> **Natural language region descriptions**:
┄┄┄┄┄┄
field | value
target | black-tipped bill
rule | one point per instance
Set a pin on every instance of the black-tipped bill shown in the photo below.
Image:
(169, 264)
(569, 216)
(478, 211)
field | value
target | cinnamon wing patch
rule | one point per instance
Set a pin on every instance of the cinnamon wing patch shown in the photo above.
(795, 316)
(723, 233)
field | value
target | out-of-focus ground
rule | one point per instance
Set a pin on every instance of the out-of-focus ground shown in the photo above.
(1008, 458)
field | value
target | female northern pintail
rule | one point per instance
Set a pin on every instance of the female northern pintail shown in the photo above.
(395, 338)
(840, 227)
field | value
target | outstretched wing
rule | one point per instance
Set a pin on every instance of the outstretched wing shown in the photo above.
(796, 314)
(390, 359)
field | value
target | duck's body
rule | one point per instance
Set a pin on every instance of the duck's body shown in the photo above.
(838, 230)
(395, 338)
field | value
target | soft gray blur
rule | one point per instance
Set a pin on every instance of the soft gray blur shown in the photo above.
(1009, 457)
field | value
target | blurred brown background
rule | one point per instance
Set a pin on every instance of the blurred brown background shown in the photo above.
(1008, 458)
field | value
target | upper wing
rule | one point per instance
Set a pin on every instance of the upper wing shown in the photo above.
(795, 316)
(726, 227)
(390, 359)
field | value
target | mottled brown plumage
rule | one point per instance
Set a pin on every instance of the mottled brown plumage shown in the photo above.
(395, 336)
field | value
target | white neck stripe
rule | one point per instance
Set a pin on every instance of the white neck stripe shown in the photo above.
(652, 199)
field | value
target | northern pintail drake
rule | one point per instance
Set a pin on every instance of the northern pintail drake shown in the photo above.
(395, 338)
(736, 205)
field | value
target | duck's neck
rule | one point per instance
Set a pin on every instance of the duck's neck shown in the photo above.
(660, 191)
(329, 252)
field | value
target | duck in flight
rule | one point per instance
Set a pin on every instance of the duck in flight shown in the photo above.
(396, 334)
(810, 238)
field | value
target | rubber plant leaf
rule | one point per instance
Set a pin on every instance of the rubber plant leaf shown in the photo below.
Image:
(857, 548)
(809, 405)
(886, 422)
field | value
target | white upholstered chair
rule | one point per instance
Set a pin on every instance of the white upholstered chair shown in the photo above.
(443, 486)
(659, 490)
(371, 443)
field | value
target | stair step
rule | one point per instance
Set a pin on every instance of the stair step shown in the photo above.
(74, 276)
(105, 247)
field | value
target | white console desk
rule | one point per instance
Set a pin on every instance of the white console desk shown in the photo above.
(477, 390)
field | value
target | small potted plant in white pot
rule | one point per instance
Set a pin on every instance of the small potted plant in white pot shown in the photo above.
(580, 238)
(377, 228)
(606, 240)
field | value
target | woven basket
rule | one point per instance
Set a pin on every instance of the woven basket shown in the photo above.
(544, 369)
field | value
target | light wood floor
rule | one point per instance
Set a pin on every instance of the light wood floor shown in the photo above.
┄┄┄┄┄┄
> **Task prompt**:
Could you copy every line in the records that holds "rubber"?

> **Solution for this task**:
target | rubber plant leaf
Set a pin on every instance of the rubber plant leaf shown in the photo below.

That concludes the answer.